Study questions:
A – Can you quote the TV recap word for word, starting at "So then he went" and ending at "what Cam did."?
B – How would you render this sentence from the TV recap in Spanish: "Meanwhile, elsewhere in the episode, Cam's daughter Lily had lice."?
━━━━━ Excerpted text
The reactions of the girls were really funny to me at first, and so I laughed, but then I got a closer look at the possum and my hypersensitivity arrived on cue and I was all, “GET THE FUCK AWAY FROM ME YOU FILTHY EXCUSE FOR ONE OF GOD’S CREATURES.” And then Alex made a “playing possum” pun and Haley (the ultimate ditz) didn’t get it, but then I paused for a moment and realized that I didn’t get it either, and so I was like, “What the fuck, Alex? Thanks for making me feel stupid.”

Meanwhile, elsewhere in the episode, Cam’s daughter Lily had lice.

After struggling to keep her away from him by telling her that the carpet he was on was hot lava and then literally putting a cardboard box on her head (this is why I love this show), he eventually decided to travel to the Dunphy house to acquire some lice treatment he was told they had in their basement – at which point I yelled at the television screen, “DON’T DO IT, CAM. THERE’S A POSSUM LURKING!”

But he didn’t listen to me.

So then he went to the house, where Alex and Haley had lost track of the possum after hiding out in Haley’s bedroom for too long and were all like, “Huh. Where did it go? Maybe it went back outside?” and then Cam and Lily started walking down the stairs and then the fucking possum FELL FROM THE CEILING and then I legitimately screamed like Jamie Lee Curtis in Halloween and threw my arms up in the air in what can only be described as a really, really gay tizzy. Which also happens to be exactly what Cam did.

Except unlike Cam, I had that glass of red wine in my hand.

And, so, THIS:

img_20140306_140537

Amazingly, though, I managed to miss the couch and my rug entirely – which I’m incredibly grateful for, because that would have majorly sucked. So really, in the end, I was touched by an angel. AKA MYSELF.

 

Comments

  1. hahahaahhaha! That’s how I watch TV, too – my son laughs at me all of the time because I’ll laugh hysterically and bawl uncontrollably… sometimes at the same time!

  2. “Touched By Myself.” I LOVE that show!
    We’re all about the coincidence, right? And in this week’s episode, I decided recently to keep track of all things that make me weepy, because it’s a mug’s game, I tell you. Weeping’s for chumps, see? Now get outta here, doll face, before I give ya another what for.
━━━━━━━━━━
━━━━━ Exercise data
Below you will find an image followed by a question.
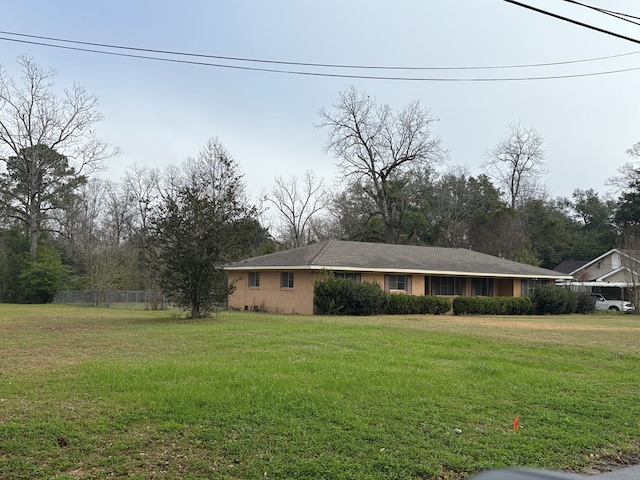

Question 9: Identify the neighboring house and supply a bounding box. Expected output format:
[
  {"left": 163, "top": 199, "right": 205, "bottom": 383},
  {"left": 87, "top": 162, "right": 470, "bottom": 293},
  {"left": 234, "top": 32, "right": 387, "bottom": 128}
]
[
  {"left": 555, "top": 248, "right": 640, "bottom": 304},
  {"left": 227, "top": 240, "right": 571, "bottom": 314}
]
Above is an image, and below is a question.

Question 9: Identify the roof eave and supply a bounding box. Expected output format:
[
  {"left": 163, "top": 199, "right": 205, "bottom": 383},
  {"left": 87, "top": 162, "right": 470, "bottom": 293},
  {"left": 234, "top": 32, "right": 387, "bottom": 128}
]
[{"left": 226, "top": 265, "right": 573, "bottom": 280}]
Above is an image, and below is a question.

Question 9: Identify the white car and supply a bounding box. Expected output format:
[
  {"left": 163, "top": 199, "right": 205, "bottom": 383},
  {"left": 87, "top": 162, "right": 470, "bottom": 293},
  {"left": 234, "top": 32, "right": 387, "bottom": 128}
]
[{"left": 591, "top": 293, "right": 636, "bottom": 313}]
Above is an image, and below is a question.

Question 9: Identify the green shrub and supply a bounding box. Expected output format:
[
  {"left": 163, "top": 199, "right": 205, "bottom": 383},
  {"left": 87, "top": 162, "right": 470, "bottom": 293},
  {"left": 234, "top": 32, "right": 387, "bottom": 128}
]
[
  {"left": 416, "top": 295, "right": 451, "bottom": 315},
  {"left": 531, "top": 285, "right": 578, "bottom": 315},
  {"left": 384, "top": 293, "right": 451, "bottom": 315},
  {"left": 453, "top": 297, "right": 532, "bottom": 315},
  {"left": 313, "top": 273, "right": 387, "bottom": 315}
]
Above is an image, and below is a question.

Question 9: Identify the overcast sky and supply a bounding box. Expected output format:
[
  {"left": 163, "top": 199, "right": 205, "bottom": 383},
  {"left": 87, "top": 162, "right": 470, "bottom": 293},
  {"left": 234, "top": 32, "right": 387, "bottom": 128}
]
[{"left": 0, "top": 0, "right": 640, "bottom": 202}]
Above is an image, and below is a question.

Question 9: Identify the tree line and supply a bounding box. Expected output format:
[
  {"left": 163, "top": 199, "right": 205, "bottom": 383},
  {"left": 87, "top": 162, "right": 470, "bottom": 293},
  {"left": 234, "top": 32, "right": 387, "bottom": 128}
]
━━━━━━━━━━
━━━━━ Exercise data
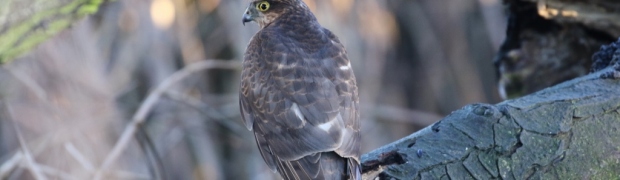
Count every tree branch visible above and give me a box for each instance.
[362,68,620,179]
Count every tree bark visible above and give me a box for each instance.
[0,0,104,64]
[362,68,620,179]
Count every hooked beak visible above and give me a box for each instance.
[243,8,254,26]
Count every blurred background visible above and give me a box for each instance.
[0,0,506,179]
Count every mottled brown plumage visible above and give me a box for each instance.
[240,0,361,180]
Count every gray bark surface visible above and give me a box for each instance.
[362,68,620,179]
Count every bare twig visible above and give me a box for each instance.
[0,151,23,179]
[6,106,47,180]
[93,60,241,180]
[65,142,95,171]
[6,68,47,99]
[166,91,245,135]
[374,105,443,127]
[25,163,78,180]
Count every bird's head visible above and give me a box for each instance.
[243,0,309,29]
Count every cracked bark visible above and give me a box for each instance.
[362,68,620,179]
━━━━━━━━━━
━━━━━ Exercise data
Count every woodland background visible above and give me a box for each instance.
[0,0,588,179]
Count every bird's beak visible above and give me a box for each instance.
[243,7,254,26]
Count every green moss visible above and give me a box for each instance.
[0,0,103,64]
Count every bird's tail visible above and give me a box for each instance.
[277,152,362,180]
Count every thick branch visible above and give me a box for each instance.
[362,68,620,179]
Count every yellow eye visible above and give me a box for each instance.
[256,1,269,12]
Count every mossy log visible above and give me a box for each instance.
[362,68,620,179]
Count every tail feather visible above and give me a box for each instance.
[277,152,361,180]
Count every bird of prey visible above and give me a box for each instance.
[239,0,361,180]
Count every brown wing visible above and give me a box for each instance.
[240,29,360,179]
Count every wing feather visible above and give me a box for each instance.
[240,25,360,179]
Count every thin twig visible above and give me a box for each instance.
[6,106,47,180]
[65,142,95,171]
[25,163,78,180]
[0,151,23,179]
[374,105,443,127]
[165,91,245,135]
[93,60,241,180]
━━━━━━━━━━
Task-by-task answers:
A –
So then he went to the house, where Alex and Haley had lost track of the possum after hiding out in Haley’s bedroom for too long and were all like, “Huh. Where did it go? Maybe it went back outside?” and then Cam and Lily started walking down the stairs and then the fucking possum FELL FROM THE CEILING and then I legitimately screamed like Jamie Lee Curtis in Halloween and threw my arms up in the air in what can only be described as a really, really gay tizzy. Which also happens to be exactly what Cam did.

B – Mientras tanto, en otra parte del episodio, Lily, la hija de Cam, tenía piojos.